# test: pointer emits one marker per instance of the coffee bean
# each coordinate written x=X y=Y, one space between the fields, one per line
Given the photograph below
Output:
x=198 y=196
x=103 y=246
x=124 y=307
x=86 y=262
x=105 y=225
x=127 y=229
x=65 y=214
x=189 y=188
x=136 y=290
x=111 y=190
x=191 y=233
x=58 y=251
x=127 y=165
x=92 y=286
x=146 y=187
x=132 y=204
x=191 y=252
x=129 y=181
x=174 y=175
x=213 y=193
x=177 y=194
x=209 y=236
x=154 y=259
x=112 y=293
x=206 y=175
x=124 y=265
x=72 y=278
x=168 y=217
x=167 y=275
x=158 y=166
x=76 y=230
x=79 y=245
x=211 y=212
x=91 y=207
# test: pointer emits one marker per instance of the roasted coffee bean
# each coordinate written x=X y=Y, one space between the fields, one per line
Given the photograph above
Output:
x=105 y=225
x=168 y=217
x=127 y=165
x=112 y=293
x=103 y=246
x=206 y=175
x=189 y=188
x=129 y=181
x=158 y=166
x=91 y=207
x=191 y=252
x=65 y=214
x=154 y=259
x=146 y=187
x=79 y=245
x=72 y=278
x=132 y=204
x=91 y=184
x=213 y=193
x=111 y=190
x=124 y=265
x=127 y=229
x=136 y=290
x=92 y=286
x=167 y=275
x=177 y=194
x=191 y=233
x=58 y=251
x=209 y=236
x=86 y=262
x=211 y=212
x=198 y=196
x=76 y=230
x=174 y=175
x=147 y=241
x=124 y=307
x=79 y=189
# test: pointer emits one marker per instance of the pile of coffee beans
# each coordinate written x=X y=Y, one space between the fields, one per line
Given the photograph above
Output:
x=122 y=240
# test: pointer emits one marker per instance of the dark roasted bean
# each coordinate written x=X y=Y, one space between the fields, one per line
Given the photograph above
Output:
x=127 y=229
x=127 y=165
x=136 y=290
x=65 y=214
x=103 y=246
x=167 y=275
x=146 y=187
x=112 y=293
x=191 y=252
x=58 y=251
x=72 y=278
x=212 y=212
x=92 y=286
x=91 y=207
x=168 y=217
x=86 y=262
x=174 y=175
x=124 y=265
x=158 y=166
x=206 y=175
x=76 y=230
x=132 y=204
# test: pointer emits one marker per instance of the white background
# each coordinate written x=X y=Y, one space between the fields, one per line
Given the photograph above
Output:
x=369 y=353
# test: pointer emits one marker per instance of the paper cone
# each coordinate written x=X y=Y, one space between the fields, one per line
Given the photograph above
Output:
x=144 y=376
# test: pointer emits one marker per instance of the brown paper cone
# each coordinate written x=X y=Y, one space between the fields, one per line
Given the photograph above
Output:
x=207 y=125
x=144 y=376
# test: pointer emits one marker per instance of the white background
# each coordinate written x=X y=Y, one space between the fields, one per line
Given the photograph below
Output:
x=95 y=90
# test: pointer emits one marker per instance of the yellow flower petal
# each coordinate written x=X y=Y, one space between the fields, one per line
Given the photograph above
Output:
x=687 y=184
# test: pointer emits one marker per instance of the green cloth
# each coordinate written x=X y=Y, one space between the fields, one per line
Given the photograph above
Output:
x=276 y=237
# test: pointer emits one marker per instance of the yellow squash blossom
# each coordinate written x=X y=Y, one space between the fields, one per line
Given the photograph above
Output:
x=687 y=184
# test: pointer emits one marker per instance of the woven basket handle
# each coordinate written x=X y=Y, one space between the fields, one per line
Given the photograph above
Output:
________________________________________
## REQUIREMENT
Your answer must be the complete listing, repeated exactly.

## TASK RESPONSE
# test: pointer emits one marker per instance of the coffee bean
# each coordinate written x=X y=Y, one space between the fields, one per line
Given the photograph below
Output:
x=198 y=196
x=103 y=246
x=124 y=307
x=86 y=262
x=105 y=225
x=127 y=229
x=65 y=214
x=189 y=188
x=136 y=290
x=111 y=190
x=191 y=233
x=58 y=251
x=127 y=165
x=92 y=286
x=146 y=187
x=132 y=204
x=191 y=252
x=129 y=181
x=174 y=175
x=213 y=193
x=177 y=194
x=209 y=236
x=154 y=259
x=112 y=293
x=206 y=175
x=124 y=265
x=72 y=278
x=168 y=217
x=167 y=275
x=158 y=166
x=76 y=230
x=79 y=245
x=211 y=212
x=91 y=207
# test: pointer emits one marker per instance of the roasted coffee bean
# each coordinate written x=X y=Y, one space between the fields, one per line
Given the photograph above
Output:
x=105 y=225
x=168 y=217
x=127 y=165
x=112 y=293
x=103 y=246
x=206 y=175
x=189 y=188
x=129 y=181
x=158 y=166
x=91 y=207
x=191 y=252
x=65 y=214
x=154 y=259
x=146 y=187
x=79 y=245
x=72 y=278
x=132 y=204
x=91 y=184
x=213 y=193
x=111 y=190
x=124 y=265
x=127 y=229
x=136 y=290
x=92 y=286
x=167 y=275
x=177 y=194
x=191 y=233
x=58 y=251
x=209 y=236
x=86 y=262
x=211 y=212
x=198 y=196
x=76 y=230
x=174 y=175
x=147 y=241
x=124 y=307
x=79 y=189
# test: pointer emits one marker per instance of the pile of coffee beans
# each coordinate written x=X y=Y, one space between the fields, one per line
Given the photograph above
Output:
x=122 y=240
# test: pointer emits one marker per instance of the dark roasted bean
# each coordinate written x=X y=Y, one space between the fields, one per line
Given the photograph above
Output:
x=127 y=229
x=127 y=165
x=136 y=290
x=65 y=214
x=103 y=246
x=167 y=275
x=146 y=187
x=112 y=293
x=191 y=252
x=58 y=251
x=72 y=278
x=212 y=212
x=92 y=286
x=91 y=207
x=168 y=217
x=86 y=262
x=174 y=175
x=124 y=265
x=158 y=166
x=206 y=175
x=76 y=230
x=132 y=204
# test: pointer emits one marker per instance of the white background
# each coordinate written x=X y=Y, one space between the fields, one per line
Given the photograph above
Output:
x=369 y=353
# test: pointer emits one marker per instance of the paper cone
# each coordinate written x=X y=Y, one space between the fields, one per line
Given the photograph above
Output:
x=144 y=376
# test: pointer emits one marker per instance of the brown paper cone
# each coordinate written x=X y=Y, one space between the fields, one per line
Given the photograph above
Output:
x=207 y=125
x=144 y=376
# test: pointer emits one marker per instance of the white background
# each coordinate written x=X y=Y, one space between the fields, one per line
Given the photograph below
Output:
x=95 y=90
# test: pointer emits one marker per instance of the yellow flower petal
# each coordinate written x=X y=Y, one space between the fields, one per line
Given the photograph above
Output:
x=687 y=184
# test: pointer emits one marker per instance of the green cloth
# each coordinate written x=X y=Y, one space between the fields, one per line
Given the photograph above
Output:
x=276 y=237
# test: pointer emits one marker per instance of the yellow squash blossom
# each coordinate written x=X y=Y, one space between the fields, one per line
Given the photograph above
Output:
x=687 y=184
# test: pointer emits one marker per instance of the woven basket handle
# each coordinate written x=X y=Y, one space between the fields, one per line
Given the photograph above
Output:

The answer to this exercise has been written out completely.